* **What is required**: Transcribe word for word the lines below from the line with "Find every instance of the utility" through the line with "<point>21,240</point>", ends included.

* **Source data**:

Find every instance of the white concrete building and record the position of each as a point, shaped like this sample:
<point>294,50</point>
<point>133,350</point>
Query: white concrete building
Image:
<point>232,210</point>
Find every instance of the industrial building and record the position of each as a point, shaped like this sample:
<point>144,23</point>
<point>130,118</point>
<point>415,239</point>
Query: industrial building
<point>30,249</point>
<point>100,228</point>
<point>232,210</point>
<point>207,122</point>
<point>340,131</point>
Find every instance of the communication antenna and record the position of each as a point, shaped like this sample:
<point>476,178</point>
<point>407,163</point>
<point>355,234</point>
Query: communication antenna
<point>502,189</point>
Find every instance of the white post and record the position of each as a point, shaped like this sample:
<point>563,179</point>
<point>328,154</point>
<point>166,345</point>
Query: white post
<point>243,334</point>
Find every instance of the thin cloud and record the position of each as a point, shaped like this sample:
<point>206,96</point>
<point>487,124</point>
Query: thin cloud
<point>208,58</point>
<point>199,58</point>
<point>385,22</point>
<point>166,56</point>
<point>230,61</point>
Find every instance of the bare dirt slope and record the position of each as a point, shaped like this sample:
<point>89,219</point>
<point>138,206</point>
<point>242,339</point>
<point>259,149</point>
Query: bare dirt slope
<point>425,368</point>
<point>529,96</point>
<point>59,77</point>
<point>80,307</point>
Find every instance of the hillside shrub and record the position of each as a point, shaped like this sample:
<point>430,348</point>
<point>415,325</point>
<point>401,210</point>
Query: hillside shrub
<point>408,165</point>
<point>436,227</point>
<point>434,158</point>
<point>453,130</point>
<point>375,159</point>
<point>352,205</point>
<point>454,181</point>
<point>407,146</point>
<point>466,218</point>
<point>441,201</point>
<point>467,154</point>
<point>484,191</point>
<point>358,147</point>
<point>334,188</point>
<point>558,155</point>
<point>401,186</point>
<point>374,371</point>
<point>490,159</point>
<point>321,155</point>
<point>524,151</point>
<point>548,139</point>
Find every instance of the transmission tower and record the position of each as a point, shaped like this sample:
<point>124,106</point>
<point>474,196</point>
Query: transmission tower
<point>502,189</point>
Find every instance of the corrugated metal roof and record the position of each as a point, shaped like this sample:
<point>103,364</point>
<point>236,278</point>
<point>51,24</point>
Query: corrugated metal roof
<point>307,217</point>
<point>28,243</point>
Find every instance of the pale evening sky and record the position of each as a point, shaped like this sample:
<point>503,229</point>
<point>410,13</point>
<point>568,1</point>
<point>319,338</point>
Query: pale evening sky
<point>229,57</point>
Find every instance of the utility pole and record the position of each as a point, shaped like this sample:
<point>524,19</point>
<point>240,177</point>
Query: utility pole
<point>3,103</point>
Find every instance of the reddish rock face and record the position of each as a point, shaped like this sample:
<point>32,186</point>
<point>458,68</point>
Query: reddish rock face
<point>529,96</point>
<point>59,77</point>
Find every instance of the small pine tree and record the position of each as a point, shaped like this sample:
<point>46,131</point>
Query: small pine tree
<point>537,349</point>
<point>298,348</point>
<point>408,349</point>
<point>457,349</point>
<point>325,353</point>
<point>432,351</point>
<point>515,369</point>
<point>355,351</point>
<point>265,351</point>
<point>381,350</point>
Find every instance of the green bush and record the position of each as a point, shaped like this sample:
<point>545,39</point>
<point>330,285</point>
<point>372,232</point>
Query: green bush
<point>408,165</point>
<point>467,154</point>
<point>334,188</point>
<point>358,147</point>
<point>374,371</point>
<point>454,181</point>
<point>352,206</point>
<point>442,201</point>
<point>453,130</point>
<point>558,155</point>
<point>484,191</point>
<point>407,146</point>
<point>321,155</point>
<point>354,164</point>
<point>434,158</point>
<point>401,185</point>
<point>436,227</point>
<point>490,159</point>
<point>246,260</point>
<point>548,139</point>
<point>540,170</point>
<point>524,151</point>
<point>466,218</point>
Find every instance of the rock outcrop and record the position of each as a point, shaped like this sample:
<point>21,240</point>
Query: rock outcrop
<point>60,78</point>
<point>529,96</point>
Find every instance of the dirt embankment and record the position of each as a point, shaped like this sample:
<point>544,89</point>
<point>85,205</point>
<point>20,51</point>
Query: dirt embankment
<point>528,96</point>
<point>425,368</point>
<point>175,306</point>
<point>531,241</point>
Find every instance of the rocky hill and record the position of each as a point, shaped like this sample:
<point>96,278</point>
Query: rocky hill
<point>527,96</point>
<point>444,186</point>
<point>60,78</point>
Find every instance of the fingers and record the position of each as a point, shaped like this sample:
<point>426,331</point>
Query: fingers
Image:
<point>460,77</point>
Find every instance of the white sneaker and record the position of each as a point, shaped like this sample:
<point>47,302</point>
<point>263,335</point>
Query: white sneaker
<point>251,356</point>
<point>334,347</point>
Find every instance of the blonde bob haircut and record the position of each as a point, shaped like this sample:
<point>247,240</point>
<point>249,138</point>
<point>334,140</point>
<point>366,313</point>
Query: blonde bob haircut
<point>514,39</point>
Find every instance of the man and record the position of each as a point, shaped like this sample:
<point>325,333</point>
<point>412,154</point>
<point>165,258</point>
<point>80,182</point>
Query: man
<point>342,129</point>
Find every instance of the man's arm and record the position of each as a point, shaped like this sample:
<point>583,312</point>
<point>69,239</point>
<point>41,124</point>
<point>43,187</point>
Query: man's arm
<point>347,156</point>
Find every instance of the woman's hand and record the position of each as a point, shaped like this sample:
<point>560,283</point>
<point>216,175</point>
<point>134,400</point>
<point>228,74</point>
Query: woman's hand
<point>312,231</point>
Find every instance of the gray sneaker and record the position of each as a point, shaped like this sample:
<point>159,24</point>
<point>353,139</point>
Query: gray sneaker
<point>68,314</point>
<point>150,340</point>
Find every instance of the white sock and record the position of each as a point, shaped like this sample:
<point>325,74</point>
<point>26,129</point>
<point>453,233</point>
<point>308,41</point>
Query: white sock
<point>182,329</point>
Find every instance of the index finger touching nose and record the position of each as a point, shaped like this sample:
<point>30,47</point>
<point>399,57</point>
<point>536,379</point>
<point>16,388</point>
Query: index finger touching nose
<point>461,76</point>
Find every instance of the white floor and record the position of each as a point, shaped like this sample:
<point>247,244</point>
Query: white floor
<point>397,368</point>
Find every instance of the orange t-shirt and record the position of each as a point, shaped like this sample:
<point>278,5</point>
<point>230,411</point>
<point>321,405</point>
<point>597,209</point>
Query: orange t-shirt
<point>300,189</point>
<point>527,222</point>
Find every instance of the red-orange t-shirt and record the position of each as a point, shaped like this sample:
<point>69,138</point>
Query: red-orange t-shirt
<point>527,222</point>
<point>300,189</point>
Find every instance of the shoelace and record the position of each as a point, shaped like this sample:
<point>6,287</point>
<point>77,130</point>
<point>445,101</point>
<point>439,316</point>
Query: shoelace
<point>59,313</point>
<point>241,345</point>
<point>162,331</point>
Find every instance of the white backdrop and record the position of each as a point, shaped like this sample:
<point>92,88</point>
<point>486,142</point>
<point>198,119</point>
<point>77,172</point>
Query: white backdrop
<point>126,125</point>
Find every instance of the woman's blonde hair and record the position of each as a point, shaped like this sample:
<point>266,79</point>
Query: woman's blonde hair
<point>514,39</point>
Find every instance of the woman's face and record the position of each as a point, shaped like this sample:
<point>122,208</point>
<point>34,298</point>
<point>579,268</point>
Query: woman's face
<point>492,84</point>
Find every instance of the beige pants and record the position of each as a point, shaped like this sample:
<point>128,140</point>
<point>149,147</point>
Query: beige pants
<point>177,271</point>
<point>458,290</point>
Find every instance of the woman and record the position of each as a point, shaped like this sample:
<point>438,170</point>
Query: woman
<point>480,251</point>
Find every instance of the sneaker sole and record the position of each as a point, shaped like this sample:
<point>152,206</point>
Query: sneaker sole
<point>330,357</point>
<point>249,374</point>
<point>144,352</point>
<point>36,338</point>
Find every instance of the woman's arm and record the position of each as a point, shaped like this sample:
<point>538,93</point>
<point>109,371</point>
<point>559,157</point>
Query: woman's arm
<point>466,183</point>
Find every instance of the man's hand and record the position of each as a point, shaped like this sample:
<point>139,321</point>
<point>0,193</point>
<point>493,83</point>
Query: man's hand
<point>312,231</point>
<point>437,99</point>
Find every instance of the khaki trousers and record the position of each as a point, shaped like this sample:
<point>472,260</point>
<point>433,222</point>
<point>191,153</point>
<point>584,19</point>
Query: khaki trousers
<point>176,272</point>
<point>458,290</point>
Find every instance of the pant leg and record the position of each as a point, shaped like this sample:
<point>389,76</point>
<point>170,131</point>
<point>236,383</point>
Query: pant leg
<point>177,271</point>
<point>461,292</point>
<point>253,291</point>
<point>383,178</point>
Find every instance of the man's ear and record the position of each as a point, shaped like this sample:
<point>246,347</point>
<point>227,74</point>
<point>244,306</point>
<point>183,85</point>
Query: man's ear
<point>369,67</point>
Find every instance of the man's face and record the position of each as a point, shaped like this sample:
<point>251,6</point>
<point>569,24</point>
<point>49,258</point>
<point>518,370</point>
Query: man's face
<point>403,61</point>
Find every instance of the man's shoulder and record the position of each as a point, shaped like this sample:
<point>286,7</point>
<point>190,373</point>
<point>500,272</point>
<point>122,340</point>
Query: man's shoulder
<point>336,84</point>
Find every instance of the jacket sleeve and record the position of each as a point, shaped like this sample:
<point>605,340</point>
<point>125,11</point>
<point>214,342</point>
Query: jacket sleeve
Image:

* **Exercise solution**:
Find every instance of the utility pole and record the position of each as a point, shaped like this sample:
<point>524,19</point>
<point>240,177</point>
Query: utility pole
<point>3,103</point>
Find every instance of the reddish rock face and record the position of each as a point, shaped like this sample:
<point>32,186</point>
<point>458,68</point>
Query: reddish rock face
<point>529,96</point>
<point>59,77</point>
Find every instance of the small pine tree and record the position of each as a point, shaped like this sample:
<point>46,131</point>
Query: small pine tree
<point>537,349</point>
<point>298,348</point>
<point>408,349</point>
<point>457,349</point>
<point>325,353</point>
<point>432,351</point>
<point>515,369</point>
<point>355,351</point>
<point>265,351</point>
<point>381,350</point>
Find every instance of the green bush and record the position of each as a point, shaped like this sample:
<point>545,39</point>
<point>330,285</point>
<point>372,232</point>
Query: green bush
<point>408,165</point>
<point>467,154</point>
<point>334,188</point>
<point>358,147</point>
<point>374,371</point>
<point>454,181</point>
<point>352,206</point>
<point>442,201</point>
<point>453,130</point>
<point>558,155</point>
<point>484,191</point>
<point>407,146</point>
<point>321,155</point>
<point>354,164</point>
<point>434,158</point>
<point>401,185</point>
<point>436,227</point>
<point>490,159</point>
<point>246,260</point>
<point>548,139</point>
<point>540,170</point>
<point>524,151</point>
<point>466,218</point>
Find every instance of the rock outcrop and record the position of each as a point, shaped like this sample:
<point>21,240</point>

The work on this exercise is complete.